RECORDS FOR THIS EXERCISE:

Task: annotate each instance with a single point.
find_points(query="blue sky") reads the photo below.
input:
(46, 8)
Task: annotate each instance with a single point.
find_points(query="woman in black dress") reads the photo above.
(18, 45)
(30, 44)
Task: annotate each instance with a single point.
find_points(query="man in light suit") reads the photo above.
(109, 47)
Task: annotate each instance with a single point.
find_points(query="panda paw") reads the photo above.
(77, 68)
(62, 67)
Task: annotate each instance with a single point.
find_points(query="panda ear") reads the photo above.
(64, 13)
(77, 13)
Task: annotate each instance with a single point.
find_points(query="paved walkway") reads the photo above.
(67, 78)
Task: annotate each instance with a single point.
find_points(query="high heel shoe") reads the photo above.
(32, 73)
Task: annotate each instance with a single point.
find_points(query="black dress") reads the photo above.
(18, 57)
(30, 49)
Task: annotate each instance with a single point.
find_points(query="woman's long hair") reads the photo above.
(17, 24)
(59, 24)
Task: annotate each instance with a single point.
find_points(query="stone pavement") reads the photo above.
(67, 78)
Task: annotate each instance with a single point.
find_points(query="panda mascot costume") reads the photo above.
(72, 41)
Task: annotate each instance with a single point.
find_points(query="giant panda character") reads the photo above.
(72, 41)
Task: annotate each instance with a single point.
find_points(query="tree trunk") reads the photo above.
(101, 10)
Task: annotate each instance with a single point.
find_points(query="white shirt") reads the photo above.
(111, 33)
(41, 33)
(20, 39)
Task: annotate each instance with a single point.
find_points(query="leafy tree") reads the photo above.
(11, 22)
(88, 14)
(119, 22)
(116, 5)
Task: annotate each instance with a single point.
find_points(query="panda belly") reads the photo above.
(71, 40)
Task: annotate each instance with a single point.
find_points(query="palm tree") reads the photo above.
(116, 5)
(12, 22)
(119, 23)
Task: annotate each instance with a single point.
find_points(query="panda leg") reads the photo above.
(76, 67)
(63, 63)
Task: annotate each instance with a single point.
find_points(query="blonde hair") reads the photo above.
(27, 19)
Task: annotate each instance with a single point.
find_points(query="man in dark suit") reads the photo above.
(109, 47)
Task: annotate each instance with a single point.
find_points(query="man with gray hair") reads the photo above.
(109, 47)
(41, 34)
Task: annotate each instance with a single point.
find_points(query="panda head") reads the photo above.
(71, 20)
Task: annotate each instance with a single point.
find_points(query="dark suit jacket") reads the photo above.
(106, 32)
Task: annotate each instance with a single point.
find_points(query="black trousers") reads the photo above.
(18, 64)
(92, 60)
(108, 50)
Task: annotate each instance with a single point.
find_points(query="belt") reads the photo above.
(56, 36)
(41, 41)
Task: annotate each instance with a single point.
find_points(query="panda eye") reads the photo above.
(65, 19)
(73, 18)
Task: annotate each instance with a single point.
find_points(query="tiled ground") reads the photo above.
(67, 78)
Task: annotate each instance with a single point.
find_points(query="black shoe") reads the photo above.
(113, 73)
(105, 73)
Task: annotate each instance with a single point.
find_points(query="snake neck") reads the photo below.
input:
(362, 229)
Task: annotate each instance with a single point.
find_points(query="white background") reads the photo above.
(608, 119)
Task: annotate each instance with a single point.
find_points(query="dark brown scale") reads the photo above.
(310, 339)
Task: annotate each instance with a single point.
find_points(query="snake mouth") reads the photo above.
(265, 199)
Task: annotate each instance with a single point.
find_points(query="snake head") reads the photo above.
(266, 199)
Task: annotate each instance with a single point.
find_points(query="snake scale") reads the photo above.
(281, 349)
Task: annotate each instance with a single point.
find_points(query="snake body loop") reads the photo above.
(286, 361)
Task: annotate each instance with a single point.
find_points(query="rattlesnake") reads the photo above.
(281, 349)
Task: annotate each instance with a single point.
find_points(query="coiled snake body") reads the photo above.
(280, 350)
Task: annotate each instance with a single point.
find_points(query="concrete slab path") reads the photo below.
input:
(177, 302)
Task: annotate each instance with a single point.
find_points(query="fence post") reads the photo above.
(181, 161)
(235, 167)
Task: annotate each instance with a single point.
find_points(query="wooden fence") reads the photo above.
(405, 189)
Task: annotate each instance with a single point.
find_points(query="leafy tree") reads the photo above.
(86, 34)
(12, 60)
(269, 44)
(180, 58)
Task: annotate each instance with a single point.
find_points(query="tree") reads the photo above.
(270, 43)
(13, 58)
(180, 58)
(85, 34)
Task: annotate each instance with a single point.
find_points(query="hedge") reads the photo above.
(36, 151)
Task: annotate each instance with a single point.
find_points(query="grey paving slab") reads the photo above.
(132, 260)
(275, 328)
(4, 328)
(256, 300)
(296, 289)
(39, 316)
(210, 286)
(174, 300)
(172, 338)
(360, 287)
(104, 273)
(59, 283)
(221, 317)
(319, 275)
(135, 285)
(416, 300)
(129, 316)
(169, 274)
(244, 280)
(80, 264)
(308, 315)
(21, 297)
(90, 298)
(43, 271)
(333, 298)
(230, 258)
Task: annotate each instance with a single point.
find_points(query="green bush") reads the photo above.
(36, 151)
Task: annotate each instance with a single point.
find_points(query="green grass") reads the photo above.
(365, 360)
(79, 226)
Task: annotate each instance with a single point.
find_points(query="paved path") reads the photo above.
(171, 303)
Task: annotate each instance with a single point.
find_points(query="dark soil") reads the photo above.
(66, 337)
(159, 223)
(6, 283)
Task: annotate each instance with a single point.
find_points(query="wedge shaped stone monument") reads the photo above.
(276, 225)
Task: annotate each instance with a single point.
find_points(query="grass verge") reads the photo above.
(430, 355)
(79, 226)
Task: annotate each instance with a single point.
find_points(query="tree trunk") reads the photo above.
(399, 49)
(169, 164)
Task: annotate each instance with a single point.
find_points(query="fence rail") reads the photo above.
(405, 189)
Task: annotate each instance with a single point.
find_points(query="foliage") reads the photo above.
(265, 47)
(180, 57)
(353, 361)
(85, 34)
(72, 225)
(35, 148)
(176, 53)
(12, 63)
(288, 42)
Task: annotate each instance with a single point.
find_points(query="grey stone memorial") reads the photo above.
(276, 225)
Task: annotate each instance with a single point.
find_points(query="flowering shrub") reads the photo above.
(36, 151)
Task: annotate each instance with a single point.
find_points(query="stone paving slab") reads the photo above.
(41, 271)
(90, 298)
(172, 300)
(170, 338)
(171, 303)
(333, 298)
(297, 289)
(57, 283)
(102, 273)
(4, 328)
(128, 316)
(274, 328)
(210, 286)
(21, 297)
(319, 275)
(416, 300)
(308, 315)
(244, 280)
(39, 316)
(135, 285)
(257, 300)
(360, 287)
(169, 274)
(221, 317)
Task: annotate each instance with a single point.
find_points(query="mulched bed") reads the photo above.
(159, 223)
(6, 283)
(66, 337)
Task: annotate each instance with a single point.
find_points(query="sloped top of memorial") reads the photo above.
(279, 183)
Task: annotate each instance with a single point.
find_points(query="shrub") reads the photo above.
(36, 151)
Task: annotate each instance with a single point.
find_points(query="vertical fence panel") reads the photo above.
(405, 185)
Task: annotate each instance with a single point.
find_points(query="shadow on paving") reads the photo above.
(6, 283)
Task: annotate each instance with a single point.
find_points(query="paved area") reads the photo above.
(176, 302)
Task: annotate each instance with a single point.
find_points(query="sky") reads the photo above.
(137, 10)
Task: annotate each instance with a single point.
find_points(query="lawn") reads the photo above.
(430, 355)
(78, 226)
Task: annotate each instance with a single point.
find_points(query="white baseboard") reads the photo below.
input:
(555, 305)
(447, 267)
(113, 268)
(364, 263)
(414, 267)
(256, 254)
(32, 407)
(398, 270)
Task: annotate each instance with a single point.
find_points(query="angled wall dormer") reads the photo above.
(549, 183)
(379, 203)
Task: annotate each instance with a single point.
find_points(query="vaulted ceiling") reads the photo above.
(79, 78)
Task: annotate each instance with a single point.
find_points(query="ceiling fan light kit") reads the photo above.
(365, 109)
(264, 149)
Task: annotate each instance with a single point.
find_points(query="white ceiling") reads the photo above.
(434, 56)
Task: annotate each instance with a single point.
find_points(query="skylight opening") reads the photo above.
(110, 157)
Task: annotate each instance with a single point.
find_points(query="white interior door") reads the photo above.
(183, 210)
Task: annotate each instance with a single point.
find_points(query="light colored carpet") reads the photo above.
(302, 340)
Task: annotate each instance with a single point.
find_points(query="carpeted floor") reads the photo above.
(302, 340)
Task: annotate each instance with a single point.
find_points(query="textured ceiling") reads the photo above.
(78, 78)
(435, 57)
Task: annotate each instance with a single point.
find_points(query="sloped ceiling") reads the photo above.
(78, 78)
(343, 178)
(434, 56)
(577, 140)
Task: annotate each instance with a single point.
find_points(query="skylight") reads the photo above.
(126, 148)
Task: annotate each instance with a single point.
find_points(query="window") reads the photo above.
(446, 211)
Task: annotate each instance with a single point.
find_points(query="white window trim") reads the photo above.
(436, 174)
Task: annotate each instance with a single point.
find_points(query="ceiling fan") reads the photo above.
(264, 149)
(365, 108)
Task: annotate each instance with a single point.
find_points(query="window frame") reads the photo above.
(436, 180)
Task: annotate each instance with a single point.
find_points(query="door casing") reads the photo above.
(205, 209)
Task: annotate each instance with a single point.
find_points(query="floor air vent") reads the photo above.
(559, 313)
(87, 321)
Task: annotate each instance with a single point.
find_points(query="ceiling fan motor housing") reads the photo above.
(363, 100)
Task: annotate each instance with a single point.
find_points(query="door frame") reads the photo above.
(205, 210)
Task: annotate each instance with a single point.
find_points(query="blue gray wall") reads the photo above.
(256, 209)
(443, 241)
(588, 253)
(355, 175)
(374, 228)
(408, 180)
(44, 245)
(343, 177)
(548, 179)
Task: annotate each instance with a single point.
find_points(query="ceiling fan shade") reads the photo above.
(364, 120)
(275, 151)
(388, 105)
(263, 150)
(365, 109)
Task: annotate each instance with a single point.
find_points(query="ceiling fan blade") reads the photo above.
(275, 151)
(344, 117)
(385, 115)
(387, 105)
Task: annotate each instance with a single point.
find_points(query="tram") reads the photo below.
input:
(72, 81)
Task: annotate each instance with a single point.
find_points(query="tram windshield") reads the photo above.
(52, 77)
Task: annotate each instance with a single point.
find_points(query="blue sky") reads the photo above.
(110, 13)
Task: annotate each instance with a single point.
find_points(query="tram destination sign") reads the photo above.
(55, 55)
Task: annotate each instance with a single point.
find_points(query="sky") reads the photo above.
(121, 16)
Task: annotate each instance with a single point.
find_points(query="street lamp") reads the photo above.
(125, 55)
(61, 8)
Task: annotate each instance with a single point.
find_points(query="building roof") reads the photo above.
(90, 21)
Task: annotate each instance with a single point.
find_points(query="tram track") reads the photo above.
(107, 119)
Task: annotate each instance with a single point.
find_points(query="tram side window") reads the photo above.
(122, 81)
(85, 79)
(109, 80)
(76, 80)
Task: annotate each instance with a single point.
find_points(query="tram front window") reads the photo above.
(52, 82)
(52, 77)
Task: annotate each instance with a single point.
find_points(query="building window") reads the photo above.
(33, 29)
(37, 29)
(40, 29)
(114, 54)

WHAT TO DO: Pull out every line of the records above that contains the string "paving". Match upper and lower case exactly.

EXERCISE RESULT:
find_points(query="grey paving slab") reads the photo above.
find_points(query="stone paving slab") reads the photo above.
find_points(query="shadow on paving") reads the photo above.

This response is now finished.